▶ Task prompt
Collect every line of the entries that contains the word "frame", matching its case exactly.

▶ Dataset extract
====
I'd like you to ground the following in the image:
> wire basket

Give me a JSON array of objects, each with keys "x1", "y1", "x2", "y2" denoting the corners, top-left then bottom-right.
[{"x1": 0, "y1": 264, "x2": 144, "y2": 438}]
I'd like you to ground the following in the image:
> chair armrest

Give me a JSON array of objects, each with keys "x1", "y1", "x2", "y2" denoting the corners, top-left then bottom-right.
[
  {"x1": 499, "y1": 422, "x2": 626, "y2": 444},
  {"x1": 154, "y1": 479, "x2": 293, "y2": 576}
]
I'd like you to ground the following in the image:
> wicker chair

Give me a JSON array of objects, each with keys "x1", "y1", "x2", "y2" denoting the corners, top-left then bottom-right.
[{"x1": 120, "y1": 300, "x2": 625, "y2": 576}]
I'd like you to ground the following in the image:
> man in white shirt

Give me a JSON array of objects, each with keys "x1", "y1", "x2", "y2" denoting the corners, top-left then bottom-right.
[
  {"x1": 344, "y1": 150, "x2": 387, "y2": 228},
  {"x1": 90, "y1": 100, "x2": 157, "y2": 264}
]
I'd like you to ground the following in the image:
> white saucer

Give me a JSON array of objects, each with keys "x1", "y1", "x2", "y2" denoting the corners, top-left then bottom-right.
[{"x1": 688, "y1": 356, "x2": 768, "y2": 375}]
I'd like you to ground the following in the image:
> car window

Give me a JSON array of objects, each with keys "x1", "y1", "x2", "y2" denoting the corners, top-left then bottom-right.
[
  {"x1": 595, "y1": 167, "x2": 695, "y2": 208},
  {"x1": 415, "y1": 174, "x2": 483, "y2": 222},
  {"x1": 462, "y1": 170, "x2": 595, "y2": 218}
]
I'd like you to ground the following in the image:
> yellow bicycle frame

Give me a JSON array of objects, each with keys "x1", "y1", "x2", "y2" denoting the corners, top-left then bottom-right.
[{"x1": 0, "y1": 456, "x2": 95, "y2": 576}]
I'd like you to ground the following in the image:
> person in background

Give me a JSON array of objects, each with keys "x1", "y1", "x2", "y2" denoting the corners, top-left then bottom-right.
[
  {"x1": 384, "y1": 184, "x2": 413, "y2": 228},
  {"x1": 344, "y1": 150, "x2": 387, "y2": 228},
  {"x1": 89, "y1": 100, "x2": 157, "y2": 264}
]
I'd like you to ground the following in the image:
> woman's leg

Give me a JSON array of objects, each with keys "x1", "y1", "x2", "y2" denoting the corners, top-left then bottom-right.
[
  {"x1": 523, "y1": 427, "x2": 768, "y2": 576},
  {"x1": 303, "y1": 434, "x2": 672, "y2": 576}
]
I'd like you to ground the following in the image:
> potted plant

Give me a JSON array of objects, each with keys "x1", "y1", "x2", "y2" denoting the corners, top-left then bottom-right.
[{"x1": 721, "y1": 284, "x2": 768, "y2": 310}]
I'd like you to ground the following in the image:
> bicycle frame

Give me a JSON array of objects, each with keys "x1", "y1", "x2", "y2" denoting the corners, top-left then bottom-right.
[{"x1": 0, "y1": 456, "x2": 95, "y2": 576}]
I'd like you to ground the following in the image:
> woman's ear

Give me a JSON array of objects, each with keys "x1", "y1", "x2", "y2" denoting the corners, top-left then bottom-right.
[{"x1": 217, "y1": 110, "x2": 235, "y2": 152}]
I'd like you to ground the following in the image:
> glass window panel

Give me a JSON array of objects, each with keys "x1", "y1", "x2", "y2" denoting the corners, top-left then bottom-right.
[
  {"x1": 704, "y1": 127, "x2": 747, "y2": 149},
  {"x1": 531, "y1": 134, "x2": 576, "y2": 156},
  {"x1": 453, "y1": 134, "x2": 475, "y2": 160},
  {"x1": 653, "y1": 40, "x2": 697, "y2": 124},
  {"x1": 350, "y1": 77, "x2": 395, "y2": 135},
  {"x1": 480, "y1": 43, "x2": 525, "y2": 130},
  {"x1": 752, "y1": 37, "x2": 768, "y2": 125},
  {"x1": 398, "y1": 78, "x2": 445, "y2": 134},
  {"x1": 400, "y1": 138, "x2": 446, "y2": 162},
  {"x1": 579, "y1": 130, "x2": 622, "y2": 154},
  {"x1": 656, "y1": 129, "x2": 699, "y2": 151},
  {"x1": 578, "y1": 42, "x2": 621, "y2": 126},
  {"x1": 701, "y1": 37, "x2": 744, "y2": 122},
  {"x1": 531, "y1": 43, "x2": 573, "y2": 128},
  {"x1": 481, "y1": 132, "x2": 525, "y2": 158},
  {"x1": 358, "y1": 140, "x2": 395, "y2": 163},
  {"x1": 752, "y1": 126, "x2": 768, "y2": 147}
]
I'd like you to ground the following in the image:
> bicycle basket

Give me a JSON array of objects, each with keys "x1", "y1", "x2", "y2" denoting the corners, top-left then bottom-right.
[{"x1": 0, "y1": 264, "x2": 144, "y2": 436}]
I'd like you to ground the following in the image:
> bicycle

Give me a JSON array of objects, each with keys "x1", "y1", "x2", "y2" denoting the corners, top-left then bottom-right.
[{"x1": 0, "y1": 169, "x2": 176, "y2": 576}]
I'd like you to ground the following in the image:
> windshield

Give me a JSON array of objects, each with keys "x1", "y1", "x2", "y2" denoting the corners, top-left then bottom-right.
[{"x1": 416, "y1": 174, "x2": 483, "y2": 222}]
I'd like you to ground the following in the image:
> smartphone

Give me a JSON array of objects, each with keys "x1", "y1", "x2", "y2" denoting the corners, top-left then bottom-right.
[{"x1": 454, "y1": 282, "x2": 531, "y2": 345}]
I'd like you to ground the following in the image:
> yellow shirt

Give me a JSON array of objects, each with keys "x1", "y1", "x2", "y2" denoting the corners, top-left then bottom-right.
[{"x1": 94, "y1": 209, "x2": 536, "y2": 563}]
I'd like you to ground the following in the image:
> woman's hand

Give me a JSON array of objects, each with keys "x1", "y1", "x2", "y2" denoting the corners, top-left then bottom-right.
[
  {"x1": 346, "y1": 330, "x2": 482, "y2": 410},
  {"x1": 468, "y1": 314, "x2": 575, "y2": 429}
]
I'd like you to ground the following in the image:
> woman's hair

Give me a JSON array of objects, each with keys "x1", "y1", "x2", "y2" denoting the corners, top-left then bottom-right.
====
▶ Exercise output
> yellow bicycle frame
> bicycle frame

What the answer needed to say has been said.